DOCUMENT EXTRACT start

If universities did not exist, would we invent what we have now? This is no idle question, but one forced on us by massive change in the educational environment. Here are four ways in which the landscape for universities is radically changing:
The State is now the university's paymaster.
What is taught has become a matter of legitimate interest to the State. As it carries more of the cost, the State tends to move beyond a generalised feeling that all education is a good thing. It becomes more specific in the tunes it wishes to pay the piper for.
Disciplines with immediate relevance to the national economy get priority; those without find it harder to gain favour. Some disciplines at the heart of a university's mission, in particular those that foster independent thought and speculation, may be seen as low-priority, or even subversive. Critical thought may be valued less than the simple acquisition of skills.
So far both State and universities have failed to resolve this tension at the level of principle, confining their efforts to annual skirmishes over spending allocations.
What model would reflect the State's dominant role as paymaster, while allowing a university to pursue its own priorities? I believe such a model must be based on a belief that the value of universities is wider than a purely economic one. But it is up to universities not only to articulate that view but also to persuade society to adopt it. Meanwhile, time is on the side of the State, since it can (and often does) get its way by attrition over a succession of spending cycles.
Universities must now be for all.
Throughout their history universities have served only a social elite, ignoring all but the relatively well-off. What we are talking about now is removing the element of social exclusion that has always been a part of university tradition, though not a part we tend to harp on very much. The future university must be for all. Making that happen raises issues that go beyond bricks, mortar and cash.
For instance, it creates the need for learning that is accessible to a universal student population. Up to now, universities could restrict their entry to those who had shown themselves skilled in a particular way of learning; a way that is perfectly legitimate but not suited to everyone's abilities.
People learn in different ways, but universities do not yet reflect the full spectrum of those ways. Our tradition has been based on a particular methodology of learning, rather than on a focus on intellectual capacity per se.

DOCUMENT EXTRACT end

◆ WRITTEN PROBLEM 1
Decide whether each statement agrees with the passage on universities, answering yes or no and quoting the deciding words: (a) the State favors disciplines with immediate relevance to the national economy; (b) the State and universities have settled their tension at the level of principle; (c) universities have historically served people of every social class.
◆ WRITTEN PROBLEM 2
Continue the passage on universities from the point where it stops.
The data that come next are drawn from a separate source.

EXTRACTED ENTRIES start

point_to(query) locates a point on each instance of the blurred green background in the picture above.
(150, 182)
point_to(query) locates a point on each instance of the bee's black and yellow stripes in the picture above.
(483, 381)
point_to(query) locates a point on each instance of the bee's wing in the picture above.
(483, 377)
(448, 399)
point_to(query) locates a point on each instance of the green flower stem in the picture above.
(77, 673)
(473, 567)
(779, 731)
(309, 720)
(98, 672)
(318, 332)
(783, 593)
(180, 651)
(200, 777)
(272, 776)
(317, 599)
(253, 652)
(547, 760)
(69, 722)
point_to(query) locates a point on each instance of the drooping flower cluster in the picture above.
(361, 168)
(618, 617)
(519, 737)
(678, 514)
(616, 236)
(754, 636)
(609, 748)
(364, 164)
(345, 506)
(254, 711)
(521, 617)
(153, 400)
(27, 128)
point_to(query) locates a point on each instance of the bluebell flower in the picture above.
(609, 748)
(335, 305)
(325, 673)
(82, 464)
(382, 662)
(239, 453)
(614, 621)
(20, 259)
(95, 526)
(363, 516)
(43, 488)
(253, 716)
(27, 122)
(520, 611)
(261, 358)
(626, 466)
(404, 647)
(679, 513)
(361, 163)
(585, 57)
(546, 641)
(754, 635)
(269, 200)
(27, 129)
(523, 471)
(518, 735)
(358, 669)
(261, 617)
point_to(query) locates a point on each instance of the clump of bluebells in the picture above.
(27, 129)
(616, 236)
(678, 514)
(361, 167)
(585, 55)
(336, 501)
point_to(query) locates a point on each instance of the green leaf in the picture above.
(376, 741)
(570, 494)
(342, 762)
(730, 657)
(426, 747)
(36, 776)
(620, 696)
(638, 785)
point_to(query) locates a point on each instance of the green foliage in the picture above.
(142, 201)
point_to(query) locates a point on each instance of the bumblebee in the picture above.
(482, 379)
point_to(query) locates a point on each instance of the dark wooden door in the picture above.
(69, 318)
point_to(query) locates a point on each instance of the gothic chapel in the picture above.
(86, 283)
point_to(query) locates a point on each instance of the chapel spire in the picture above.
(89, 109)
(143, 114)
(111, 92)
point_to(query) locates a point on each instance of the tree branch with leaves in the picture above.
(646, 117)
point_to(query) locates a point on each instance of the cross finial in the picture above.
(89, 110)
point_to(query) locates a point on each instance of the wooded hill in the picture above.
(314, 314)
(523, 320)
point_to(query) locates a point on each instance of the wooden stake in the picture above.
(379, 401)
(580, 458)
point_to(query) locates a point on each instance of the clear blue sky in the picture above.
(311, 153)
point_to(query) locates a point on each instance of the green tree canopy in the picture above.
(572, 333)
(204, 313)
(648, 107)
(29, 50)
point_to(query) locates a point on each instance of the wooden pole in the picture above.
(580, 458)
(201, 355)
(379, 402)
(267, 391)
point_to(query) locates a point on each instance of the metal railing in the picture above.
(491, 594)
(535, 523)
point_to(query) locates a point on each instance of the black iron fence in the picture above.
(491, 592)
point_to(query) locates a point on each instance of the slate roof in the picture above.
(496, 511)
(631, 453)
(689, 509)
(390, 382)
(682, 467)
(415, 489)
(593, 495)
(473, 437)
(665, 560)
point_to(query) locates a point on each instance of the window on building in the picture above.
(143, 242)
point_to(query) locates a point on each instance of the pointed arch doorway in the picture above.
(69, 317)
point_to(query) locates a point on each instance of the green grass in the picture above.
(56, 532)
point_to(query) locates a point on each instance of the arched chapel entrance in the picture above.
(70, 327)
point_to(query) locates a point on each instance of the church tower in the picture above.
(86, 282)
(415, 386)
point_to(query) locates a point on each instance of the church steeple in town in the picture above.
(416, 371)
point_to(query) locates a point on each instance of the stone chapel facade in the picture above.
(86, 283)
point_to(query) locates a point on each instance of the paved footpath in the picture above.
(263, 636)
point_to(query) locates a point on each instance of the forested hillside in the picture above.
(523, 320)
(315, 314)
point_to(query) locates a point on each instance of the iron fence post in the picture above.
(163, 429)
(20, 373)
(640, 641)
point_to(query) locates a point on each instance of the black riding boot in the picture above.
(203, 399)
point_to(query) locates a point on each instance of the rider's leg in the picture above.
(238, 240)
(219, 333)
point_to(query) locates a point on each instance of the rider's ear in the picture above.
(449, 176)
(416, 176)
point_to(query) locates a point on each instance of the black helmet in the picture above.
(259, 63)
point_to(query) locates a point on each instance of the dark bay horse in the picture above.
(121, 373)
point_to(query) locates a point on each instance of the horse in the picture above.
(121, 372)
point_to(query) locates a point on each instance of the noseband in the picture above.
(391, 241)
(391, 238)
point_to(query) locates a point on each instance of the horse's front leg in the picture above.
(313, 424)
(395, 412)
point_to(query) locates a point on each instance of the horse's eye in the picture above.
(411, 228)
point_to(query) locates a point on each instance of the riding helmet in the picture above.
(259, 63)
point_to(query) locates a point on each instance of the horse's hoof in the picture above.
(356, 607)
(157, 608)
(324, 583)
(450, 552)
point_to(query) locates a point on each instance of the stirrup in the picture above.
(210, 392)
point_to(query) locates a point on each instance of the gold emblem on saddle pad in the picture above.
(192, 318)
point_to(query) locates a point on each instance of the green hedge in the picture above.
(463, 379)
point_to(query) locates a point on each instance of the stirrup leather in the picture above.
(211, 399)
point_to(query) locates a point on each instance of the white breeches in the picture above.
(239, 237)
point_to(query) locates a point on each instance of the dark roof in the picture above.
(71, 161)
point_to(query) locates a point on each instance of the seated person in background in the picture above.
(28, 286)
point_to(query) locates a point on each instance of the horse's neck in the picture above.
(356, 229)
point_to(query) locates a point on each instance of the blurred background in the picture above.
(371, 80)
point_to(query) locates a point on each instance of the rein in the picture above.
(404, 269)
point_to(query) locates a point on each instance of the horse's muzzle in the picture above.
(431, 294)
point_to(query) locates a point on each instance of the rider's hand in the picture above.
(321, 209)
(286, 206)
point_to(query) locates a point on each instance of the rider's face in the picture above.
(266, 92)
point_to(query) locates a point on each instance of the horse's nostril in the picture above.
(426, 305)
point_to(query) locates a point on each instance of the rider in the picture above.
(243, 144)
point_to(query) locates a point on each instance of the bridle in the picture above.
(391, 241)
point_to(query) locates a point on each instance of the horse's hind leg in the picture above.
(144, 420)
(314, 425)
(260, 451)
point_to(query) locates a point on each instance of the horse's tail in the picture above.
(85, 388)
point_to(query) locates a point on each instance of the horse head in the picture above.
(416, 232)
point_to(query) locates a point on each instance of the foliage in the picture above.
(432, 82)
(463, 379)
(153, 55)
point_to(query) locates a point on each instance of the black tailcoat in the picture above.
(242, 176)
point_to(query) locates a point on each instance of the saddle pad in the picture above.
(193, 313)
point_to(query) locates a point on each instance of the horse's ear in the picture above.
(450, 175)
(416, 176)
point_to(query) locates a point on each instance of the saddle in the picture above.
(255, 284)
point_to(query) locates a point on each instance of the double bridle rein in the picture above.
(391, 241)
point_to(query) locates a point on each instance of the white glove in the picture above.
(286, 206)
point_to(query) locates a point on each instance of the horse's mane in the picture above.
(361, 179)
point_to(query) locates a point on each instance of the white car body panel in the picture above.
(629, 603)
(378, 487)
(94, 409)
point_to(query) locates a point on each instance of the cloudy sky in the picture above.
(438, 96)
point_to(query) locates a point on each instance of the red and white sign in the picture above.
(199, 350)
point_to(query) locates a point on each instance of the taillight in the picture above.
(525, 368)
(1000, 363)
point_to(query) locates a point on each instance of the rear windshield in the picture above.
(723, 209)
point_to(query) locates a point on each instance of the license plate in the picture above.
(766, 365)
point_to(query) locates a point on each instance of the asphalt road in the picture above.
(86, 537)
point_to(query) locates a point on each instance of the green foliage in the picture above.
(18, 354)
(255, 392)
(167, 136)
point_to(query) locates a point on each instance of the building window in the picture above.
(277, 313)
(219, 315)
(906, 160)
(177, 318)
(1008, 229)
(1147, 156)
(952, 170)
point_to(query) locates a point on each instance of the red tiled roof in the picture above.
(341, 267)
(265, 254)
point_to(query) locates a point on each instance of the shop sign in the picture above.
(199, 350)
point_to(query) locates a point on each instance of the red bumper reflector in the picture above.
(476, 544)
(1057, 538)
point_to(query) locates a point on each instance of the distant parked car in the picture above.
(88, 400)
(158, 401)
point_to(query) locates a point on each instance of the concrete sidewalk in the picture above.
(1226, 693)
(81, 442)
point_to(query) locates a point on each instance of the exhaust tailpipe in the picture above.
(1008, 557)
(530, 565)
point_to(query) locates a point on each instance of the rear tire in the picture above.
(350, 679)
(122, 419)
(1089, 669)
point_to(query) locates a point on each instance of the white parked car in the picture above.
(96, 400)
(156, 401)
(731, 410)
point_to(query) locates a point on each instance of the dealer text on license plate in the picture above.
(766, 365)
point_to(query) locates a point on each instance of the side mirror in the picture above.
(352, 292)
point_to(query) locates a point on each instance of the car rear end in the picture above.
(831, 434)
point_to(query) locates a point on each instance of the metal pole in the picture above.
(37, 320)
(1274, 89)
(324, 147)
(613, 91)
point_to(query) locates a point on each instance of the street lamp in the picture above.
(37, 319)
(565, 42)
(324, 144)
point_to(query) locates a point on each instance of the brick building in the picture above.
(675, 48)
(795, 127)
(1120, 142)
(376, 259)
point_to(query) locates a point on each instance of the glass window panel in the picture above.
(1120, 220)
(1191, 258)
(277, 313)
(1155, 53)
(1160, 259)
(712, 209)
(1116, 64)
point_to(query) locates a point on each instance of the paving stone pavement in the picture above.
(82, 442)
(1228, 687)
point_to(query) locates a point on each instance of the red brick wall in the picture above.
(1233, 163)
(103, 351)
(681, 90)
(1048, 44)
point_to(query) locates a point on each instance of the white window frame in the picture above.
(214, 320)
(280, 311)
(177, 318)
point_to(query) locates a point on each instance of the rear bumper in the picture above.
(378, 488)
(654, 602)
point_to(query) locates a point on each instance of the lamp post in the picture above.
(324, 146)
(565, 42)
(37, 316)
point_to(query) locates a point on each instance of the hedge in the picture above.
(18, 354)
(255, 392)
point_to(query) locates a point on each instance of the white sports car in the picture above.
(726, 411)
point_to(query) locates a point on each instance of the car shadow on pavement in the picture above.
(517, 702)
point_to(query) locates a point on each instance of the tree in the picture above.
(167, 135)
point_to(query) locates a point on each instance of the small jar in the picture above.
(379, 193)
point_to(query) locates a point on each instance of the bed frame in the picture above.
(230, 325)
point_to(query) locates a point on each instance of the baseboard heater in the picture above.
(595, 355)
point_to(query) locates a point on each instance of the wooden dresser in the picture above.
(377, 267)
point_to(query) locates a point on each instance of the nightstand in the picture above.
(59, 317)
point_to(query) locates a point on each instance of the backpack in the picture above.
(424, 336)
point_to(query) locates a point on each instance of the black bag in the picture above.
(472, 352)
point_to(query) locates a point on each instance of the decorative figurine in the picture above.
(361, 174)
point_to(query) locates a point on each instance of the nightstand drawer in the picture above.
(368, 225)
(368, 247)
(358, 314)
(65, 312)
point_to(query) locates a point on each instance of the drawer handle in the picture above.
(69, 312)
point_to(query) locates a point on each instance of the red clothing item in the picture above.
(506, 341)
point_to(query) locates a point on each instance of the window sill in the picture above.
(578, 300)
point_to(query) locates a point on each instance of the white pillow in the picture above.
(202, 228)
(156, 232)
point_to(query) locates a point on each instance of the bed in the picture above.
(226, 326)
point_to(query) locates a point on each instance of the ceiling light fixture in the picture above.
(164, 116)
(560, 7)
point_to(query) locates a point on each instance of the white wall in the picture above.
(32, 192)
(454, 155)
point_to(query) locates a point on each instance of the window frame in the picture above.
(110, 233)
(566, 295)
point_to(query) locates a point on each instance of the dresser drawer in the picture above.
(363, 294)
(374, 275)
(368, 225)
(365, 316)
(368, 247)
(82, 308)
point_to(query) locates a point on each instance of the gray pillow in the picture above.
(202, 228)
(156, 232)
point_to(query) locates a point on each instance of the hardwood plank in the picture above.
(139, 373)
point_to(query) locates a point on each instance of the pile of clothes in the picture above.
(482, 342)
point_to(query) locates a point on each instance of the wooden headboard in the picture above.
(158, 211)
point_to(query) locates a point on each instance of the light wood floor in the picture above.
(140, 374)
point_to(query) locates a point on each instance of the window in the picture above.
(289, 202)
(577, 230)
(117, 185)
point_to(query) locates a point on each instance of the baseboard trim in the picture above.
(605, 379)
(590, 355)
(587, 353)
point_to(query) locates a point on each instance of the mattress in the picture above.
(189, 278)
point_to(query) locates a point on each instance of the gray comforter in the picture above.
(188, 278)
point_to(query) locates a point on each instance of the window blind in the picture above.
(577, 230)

EXTRACTED ENTRIES end

◆ RESPONSE 1
(a) Yes: "Disciplines with immediate relevance to the national economy get priority"
(b) No: "So far both State and universities have failed to resolve this tension at the level of principle"
(c) No: "Throughout their history universities have served only a social elite"

◆ RESPONSE 2
On the other hand, universities have also traditionally been an ultimate fount of excellence for a community's asset base. Only a fool would claim excellence for everything in a university. But universities do create the possibility of excellence, and it seems to me vital that this is preserved.
Is a "haven for excellence" compatible with universal access? If not, the spectre looms of two separate institutions each pursuing very different goals. That would discard much of what a university should be about.
I believe both objectives are attainable within the same body. I particularly resist the view that universal access must mean "dumbing down". After all, in their traditional role of catering for the well-off, universities have always accommodated both the brilliant and the not-so-brilliant.
But the tension between universal access and the university as a fount of excellence is real. It must be addressed.
The university's walls are now getting in the way.
Central to the old idea of the university was separation from the world outside, symbolised by its physical walls. This separation is now a hindrance to the academic agenda.
For example, work experience is increasingly integral to learning, drawing together the worlds of theory and practice. Equally, the boundary between university research and entrepreneurial activity needs to be knocked down and bridges built instead.
Above all, today's university should be not an inward-looking repository of old knowledge but a portal facing outwards to a world of dynamic information, accessed instantly. This portal should serve a wider community than just the university itself.
And indeed, learning need no longer be within the walls at all. With the inter-activity of modern telecoms, distance learning is an idea whose time has finally come.
Within the university, too, walls get in the way of the future. Rigid boundaries between disciplines can inhibit the progress of knowledge. Some of the most exciting developments now take place where disciplines overlap. Another division fast losing relevance is that between research and undergraduate teaching. With the body of knowledge changing so fast, the need is to integrate these activities where possible.
Is there a need - I suggest there is - to create a structure that reflects the new needs and the new possibilities? A university without walls, internal or external?
The educational time-frame has shifted.
Universities have always been "up-front loaders". Students came directly from school, got their packet of knowledge, and departed into adult life to apply it. This model is fast becoming irrelevant to society's emerging needs.
True, we have increased the number of mature students and put more resources into distance learning. But universities are still structured to regard these as mere side-shows.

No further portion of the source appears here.